In the sermon text below, transcribe the portion between "Paul says in verse 5" and "are perfectly safe?", inclusive.

→ SOURCE PASSAGE
*****

The world is a scary place for Christians to live. But that should be no surprise. Jesus reminds us that the world hated him, the perfect son of God who never sinned and always treated others with love and compassion, who helped many people with their physical needs through his miracles. Yet, because he spoke the truth; because by his words and his perfect life people were convicted of their sins, he was hated and crucified. So, Jesus says, if we are his disciples, if we identify ourselves with him, if we strive to follow him and share the things he said, the world will hate us too.

The world was a scary place to live for Martin Luther, who had a price put on his head by church and government because he spoke the truth of God’s word. The world was a scary place for Bernard of Cluny. The world was a scary place for Paul and the Christians in Thessalonica. They were in danger from Jews who believed that Jesus was not the Messiah but a false teacher and who did miracles by the power of Satan. They were in danger from Romans who couldn’t understand why they would be so unpatriotic as to refuse to call the Emperor a god.  But, in spite of the troubles and persecution they were experiencing because of their faith, they did not give up following Jesus. Paul says that they were a shining example to others because of their perseverance in the faith in the midst of suffering and persecution.

Paul says in verse 5 This (perseverance in the face of suffering and persecution) is evidence of God’s righteous verdict that resulted in your being counted worthy of God’s kingdom, for which you also suffer. Paul and the Apostles rejoiced when they suffered because of Jesus because if the world loves you, you are very likely compromising your faith.

Paul told Timothy, Here is a trustworthy saying: If we died with him, we will also live with him; if we endure, we will also reign with him. We died with him at our Baptism. He reigns in our hearts through faith. As servants in his kingdom we are perfectly safe from all the evils of the world.

You might be ready to tune me out right now because you are thinking, “wait a minute. I don’t feel perfectly safe. I still experience a lot of evil. How can you say we are perfectly safe?

Paul says in verse 6 Certainly, it is right for God to repay trouble to those who trouble you, and to give relief to you, who are troubled along with us. In another place Paul says, The Lord will rescue me from every evil attack and will bring me safely to his heavenly kingdom. To him be glory for ever and ever. Paul had seen evidence of God’s protecting hand even in the midst of beatings, shipwrecks, and imprisonment. He trusted that God would remain faithful to his promise to give him eternal life because of what Jesus had done for him. He understood what the Psalmist learned when he was troubled by all the evil in the world and the fact that unbelievers often seemed to have a better life than believers. He understood that life on this earth is not all there is. There is a Judgment Day, a day on which everyone who has ever lived will have to stand before God to give an account, as Jesus pictures for us in our Gospel lesson for today.

Paul says, When the Lord Jesus is revealed from heaven with his powerful angels, he will exercise vengeance in flaming fire on those who do not know God and on those who do not obey the gospel of our Lord Jesus. If the wicked seem to prosper; if evil seems to have the upper hand; don’t give up. Remember that Jesus is coming again, this time in glory, with flaming fire. He will give those who are in his kingdom through faith relief. Those who trouble us because of our faith in Jesus will receive trouble from our Lord. They will receive a just penalty: eternal destruction away from the presence of the Lord and from his glorious strength. They will be thrown into outer darkness where there is no water to cool their tongues; where there is only weeping and gnashing of teeth.

*****

→ SUPPLIED INFORMATION
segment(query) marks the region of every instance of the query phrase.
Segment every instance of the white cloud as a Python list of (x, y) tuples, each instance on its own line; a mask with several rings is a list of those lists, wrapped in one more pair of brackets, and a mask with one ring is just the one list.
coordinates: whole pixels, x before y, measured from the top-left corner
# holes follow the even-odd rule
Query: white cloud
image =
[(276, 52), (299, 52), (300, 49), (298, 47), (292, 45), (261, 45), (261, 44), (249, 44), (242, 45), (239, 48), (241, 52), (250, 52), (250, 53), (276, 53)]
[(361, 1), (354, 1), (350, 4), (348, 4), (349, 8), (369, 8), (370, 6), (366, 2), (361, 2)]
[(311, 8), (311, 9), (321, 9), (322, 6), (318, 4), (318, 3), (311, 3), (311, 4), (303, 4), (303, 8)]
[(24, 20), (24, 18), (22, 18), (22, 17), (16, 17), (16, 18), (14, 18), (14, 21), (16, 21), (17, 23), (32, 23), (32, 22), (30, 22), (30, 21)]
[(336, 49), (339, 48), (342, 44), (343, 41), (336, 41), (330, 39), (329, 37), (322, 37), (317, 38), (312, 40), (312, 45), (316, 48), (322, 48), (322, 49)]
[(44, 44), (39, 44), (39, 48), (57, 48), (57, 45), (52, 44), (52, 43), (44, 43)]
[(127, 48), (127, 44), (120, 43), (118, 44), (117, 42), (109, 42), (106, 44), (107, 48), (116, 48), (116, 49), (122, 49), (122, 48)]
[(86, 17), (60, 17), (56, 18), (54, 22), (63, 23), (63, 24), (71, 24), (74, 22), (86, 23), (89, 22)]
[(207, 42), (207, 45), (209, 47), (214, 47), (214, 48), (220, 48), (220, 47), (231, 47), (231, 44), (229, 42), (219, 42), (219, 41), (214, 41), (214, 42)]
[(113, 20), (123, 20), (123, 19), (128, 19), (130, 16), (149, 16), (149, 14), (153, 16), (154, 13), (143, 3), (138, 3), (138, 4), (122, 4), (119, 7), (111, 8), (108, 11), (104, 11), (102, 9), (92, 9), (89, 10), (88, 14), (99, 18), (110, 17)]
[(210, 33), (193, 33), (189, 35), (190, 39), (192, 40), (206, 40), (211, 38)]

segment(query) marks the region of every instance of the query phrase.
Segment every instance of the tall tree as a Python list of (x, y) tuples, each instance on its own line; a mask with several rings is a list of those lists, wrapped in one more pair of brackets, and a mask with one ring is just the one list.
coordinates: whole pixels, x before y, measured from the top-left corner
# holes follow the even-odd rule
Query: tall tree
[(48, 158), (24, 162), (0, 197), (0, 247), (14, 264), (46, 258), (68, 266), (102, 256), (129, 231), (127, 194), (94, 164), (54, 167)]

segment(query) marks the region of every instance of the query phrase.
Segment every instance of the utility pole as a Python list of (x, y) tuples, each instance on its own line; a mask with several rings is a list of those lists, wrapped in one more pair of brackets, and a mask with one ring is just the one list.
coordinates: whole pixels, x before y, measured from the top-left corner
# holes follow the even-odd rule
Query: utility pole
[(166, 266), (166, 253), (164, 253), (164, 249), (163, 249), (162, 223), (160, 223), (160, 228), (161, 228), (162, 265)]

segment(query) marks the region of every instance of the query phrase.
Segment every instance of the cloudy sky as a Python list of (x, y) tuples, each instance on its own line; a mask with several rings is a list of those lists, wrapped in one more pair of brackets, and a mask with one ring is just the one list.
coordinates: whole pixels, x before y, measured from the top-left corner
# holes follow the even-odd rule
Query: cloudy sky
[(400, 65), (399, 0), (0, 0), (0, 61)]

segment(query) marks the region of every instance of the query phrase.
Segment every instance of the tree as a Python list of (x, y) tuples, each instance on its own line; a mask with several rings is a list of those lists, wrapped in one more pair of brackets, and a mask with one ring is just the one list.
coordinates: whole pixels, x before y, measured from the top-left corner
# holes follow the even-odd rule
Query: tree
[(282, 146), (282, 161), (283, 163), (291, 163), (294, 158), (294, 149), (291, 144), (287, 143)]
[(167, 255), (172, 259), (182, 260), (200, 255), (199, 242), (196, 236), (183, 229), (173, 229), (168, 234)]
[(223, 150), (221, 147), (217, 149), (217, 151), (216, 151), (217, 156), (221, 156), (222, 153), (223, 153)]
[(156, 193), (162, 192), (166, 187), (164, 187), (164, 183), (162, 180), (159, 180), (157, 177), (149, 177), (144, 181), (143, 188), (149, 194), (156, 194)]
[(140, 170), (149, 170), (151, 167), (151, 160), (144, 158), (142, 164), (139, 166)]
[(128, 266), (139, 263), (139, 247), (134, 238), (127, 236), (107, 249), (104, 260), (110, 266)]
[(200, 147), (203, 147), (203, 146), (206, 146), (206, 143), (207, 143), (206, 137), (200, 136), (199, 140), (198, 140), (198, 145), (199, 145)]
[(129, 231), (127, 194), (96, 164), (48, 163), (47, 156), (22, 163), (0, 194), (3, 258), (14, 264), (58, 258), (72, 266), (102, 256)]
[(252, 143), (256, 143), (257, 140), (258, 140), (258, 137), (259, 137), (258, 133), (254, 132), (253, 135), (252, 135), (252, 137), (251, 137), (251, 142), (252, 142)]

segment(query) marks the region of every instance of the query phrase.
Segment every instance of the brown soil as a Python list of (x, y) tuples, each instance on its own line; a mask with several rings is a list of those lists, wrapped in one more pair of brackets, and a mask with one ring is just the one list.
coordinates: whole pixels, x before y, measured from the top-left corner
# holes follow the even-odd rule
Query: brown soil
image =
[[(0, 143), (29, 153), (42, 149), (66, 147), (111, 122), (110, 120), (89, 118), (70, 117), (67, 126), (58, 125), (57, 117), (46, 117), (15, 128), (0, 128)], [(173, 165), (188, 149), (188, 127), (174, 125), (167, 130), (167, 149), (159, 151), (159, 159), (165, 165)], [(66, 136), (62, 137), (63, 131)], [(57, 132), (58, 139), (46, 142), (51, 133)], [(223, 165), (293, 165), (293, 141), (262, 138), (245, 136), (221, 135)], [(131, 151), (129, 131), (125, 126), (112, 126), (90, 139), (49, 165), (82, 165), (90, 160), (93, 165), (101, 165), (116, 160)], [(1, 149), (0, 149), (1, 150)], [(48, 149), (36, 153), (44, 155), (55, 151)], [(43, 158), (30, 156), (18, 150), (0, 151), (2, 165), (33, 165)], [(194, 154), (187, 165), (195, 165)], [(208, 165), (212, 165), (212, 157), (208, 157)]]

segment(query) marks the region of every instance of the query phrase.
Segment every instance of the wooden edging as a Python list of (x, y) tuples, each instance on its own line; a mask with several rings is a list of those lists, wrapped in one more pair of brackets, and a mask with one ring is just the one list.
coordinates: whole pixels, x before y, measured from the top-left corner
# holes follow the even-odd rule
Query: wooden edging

*****

→ TASK SOLUTION
Paul says in verse 5 This (perseverance in the face of suffering and persecution) is evidence of God’s righteous verdict that resulted in your being counted worthy of God’s kingdom, for which you also suffer. Paul and the Apostles rejoiced when they suffered because of Jesus because if the world loves you, you are very likely compromising your faith.

Paul told Timothy, Here is a trustworthy saying: If we died with him, we will also live with him; if we endure, we will also reign with him. We died with him at our Baptism. He reigns in our hearts through faith. As servants in his kingdom we are perfectly safe from all the evils of the world.

You might be ready to tune me out right now because you are thinking, “wait a minute. I don’t feel perfectly safe. I still experience a lot of evil. How can you say we are perfectly safe?